For a lot of working people, open enrollment is approaching (October through November). This usually means boring emails from your HR department and having to make a bunch of decisions to make that you may not be sure about. According to the Department of Labor, benefits through work account for 31.8% of the cost of your total compensation. So, let’s say you make $100,000 per year. You actually cost your employer closer to $131,800 per year due to benefits.
While employers want to offer great benefits that meet the needs of employees and encourage them to stay, they also want to minimize costs. Depending on the size of your company, you could have basic plans or cool perks. The key is to only pay for what you need and to take advantage of any benefit that is going to make your life easier.
The Big One: Health Insurance
Typically, this is the most important benefit you get through work. Most companies will offer a range of options including: HMO, PPO (usually two levels) and a HDHP. There are pros and cons to each plan, and this is where looking at your family and health are critical factors in making this decision. Cost is also a big factor. Few employers pay for the full cost of healthcare, but some do! If you have a PPO, the monthly cost can get as high as $1,300 per month out of your paycheck. HMOs and HDHPs are much lower, but HMOs require you to use their health network only, and HDHPs can have high deductibles.

(Stored items from a collection)
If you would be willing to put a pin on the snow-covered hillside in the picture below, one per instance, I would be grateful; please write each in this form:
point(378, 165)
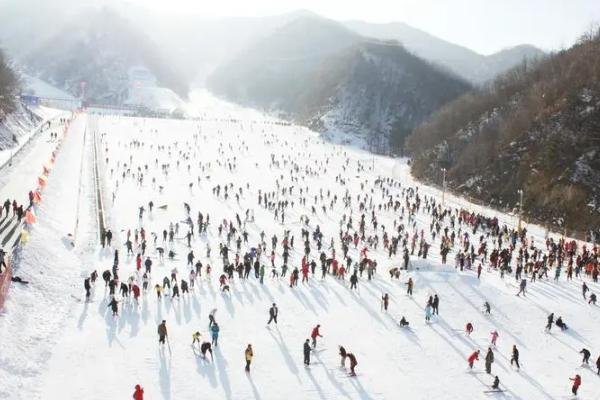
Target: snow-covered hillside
point(66, 348)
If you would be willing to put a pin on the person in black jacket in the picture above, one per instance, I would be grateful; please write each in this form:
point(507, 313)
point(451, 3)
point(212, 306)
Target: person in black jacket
point(307, 351)
point(515, 357)
point(586, 356)
point(87, 286)
point(273, 311)
point(343, 356)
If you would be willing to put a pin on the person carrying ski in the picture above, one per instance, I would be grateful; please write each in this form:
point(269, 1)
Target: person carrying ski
point(273, 312)
point(196, 337)
point(214, 329)
point(522, 286)
point(211, 317)
point(306, 350)
point(489, 359)
point(353, 281)
point(204, 347)
point(494, 336)
point(550, 320)
point(469, 329)
point(353, 363)
point(248, 354)
point(162, 332)
point(139, 393)
point(314, 334)
point(409, 285)
point(586, 356)
point(385, 300)
point(496, 384)
point(114, 305)
point(436, 305)
point(428, 310)
point(576, 383)
point(559, 322)
point(343, 356)
point(87, 287)
point(472, 358)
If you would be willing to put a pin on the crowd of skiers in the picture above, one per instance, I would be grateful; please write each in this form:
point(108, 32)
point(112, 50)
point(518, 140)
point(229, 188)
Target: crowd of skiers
point(354, 254)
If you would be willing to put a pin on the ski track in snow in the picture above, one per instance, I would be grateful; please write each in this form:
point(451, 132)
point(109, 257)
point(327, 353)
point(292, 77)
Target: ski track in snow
point(57, 347)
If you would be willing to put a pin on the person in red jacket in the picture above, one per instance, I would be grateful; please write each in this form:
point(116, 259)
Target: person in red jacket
point(473, 357)
point(314, 335)
point(353, 363)
point(139, 393)
point(576, 384)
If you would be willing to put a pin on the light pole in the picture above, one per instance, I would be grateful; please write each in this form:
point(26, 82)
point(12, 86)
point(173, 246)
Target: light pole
point(443, 186)
point(520, 191)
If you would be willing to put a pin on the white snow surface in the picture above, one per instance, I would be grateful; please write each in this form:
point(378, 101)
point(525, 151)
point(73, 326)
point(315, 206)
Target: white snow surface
point(56, 346)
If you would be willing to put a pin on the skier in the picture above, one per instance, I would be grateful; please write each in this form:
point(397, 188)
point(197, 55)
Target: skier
point(469, 329)
point(248, 354)
point(353, 363)
point(496, 384)
point(472, 358)
point(576, 383)
point(515, 356)
point(494, 337)
point(586, 356)
point(489, 359)
point(211, 317)
point(353, 281)
point(204, 347)
point(550, 321)
point(114, 305)
point(522, 286)
point(428, 309)
point(314, 334)
point(106, 277)
point(139, 393)
point(87, 287)
point(487, 307)
point(343, 356)
point(214, 329)
point(306, 350)
point(196, 337)
point(409, 285)
point(436, 305)
point(273, 311)
point(385, 300)
point(162, 332)
point(559, 322)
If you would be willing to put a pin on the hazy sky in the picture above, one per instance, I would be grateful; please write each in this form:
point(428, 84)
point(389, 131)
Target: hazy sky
point(485, 26)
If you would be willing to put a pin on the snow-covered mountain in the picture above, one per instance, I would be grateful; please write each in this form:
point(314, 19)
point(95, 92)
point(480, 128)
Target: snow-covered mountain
point(100, 47)
point(466, 63)
point(318, 73)
point(536, 128)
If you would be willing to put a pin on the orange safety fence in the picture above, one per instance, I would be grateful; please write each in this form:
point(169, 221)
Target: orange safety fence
point(5, 281)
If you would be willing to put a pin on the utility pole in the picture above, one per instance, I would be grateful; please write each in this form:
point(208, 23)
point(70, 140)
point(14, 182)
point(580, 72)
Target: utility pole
point(443, 186)
point(520, 191)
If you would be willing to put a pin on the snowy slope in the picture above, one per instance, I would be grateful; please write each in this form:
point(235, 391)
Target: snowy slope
point(76, 349)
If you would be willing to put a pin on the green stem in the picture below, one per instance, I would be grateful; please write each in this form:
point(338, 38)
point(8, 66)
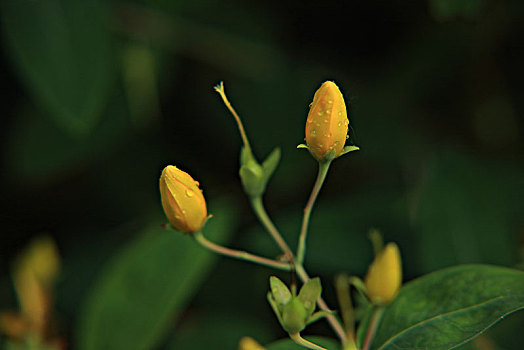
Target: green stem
point(305, 343)
point(323, 168)
point(260, 211)
point(238, 254)
point(373, 325)
point(346, 307)
point(333, 321)
point(222, 92)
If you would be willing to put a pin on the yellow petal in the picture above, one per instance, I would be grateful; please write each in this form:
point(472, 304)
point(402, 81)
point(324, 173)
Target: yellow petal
point(327, 122)
point(182, 200)
point(384, 276)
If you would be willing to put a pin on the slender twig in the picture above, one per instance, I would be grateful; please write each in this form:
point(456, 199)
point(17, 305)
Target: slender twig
point(305, 343)
point(333, 321)
point(238, 254)
point(260, 211)
point(373, 325)
point(323, 168)
point(346, 307)
point(221, 90)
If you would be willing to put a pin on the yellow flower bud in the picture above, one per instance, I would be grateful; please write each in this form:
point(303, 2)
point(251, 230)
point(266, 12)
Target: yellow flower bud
point(247, 343)
point(384, 276)
point(182, 200)
point(327, 121)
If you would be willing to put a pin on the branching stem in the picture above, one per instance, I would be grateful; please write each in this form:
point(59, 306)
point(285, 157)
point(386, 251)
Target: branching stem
point(373, 325)
point(323, 168)
point(305, 343)
point(239, 254)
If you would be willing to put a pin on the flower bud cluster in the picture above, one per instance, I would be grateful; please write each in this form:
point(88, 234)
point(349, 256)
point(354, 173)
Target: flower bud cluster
point(293, 311)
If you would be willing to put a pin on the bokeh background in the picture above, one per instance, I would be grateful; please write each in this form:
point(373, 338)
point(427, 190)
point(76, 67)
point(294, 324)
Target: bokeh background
point(97, 97)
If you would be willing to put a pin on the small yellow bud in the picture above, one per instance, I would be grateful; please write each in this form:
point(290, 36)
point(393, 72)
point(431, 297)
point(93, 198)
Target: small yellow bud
point(327, 121)
point(182, 200)
point(247, 343)
point(384, 276)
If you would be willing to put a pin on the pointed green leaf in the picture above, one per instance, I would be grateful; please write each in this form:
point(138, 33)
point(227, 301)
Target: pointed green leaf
point(309, 293)
point(147, 285)
point(62, 51)
point(279, 290)
point(270, 164)
point(450, 307)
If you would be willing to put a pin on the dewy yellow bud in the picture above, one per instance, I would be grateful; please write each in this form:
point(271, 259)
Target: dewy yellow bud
point(247, 343)
point(183, 201)
point(384, 276)
point(327, 121)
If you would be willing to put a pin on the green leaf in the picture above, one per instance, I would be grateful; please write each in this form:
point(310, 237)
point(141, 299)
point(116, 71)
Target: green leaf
point(461, 217)
point(288, 344)
point(35, 142)
point(62, 51)
point(147, 285)
point(450, 307)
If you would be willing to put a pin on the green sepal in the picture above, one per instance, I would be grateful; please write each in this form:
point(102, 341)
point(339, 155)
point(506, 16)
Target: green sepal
point(309, 293)
point(317, 316)
point(329, 156)
point(270, 164)
point(348, 149)
point(358, 284)
point(274, 306)
point(294, 316)
point(254, 177)
point(363, 326)
point(279, 290)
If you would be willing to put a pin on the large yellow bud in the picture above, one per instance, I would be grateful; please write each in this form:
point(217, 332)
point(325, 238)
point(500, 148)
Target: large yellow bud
point(327, 122)
point(182, 200)
point(384, 276)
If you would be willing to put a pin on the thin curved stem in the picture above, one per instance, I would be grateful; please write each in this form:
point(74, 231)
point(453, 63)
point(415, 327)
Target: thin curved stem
point(260, 211)
point(323, 168)
point(221, 90)
point(333, 321)
point(375, 320)
point(239, 254)
point(346, 307)
point(305, 343)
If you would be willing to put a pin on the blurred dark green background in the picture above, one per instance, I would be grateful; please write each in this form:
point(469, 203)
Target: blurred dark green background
point(97, 97)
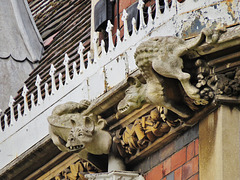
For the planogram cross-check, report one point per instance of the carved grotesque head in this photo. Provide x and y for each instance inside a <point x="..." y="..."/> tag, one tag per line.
<point x="81" y="134"/>
<point x="73" y="130"/>
<point x="134" y="97"/>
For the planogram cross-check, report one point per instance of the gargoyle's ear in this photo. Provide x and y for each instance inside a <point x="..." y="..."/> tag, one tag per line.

* _What you will do_
1. In the open enrollment text, what share of the cost of total compensation do benefits through work account for, according to the Department of Labor?
2. Write out the open enrollment text, everything from "For a lot of" down to "your life easier.".

* _Solutions in order_
1. 31.8%

2.
For a lot of working people, open enrollment is approaching (October through November). This usually means boring emails from your HR department and having to make a bunch of decisions to make that you may not be sure about. According to the Department of Labor, benefits through work account for 31.8% of the cost of your total compensation. So, let’s say you make $100,000 per year. You actually cost your employer closer to $131,800 per year due to benefits.
While employers want to offer great benefits that meet the needs of employees and encourage them to stay, they also want to minimize costs. Depending on the size of your company, you could have basic plans or cool perks. The key is to only pay for what you need and to take advantage of any benefit that is going to make your life easier.